--- WHAT YOU WILL DO ---
Set down, word for word, the part of the material that opens with the line containing "Where can you see the snow-covered" and runs through the end of the material, both ends included.

--- EXTRACTED INFORMATION ---

========================================================================

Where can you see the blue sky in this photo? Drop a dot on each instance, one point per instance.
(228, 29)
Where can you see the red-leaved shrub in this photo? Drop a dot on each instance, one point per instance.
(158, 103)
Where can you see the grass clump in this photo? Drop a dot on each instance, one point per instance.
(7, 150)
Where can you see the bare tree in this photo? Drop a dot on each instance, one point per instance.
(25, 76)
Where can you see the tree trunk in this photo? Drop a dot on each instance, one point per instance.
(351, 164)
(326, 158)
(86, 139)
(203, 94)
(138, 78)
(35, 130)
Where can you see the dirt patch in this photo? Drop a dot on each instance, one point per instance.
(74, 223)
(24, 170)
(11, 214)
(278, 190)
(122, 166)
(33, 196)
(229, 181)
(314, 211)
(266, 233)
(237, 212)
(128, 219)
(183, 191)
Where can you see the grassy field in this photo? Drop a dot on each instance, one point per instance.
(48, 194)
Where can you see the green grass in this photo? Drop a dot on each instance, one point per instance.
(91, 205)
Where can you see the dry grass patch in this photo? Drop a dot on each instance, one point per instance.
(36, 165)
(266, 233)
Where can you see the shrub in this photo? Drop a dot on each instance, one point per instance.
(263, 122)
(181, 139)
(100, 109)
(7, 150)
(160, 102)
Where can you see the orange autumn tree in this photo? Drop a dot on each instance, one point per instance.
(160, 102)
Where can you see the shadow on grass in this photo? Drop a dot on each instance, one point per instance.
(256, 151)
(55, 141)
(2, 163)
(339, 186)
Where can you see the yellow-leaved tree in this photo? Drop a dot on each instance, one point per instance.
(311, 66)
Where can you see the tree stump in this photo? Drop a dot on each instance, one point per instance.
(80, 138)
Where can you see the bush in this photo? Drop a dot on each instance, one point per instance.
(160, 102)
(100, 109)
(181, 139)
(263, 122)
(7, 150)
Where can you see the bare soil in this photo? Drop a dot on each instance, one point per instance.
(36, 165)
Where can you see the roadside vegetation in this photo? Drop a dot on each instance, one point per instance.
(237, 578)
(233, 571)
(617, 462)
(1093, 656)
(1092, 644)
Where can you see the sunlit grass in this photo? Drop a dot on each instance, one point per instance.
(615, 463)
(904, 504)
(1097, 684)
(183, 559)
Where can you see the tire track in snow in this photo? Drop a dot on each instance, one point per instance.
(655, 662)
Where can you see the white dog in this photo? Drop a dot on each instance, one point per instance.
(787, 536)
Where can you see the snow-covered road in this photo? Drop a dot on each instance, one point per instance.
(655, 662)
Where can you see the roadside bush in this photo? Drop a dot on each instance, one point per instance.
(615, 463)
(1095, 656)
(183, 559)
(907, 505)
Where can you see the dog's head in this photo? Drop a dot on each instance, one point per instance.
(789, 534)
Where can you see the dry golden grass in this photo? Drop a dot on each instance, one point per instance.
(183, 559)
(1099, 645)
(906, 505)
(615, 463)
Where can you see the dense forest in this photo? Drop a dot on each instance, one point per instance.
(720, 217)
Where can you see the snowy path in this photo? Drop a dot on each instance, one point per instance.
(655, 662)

========================================================================

--- TASK RESPONSE ---
Where can you see the snow-covered road in this photo? Drop a dot on each instance, one point per instance.
(655, 662)
Where can you see the roadside bush in this photo? Drop a dot on each instance, one point per instance.
(615, 463)
(1095, 656)
(183, 559)
(907, 505)
Where can you see the dog's head in this photo? Drop a dot on each instance, one point per instance.
(789, 534)
Where can you see the dry golden grass in this photo? Drop a dot on each instance, one point per instance.
(183, 559)
(1099, 645)
(906, 505)
(615, 463)
Where can you see the dense forest in this photo? Drop a dot on each instance, one point per instance.
(720, 217)
Where can you see the snowy path in this photo? Drop a dot on each instance, one point per instance.
(655, 662)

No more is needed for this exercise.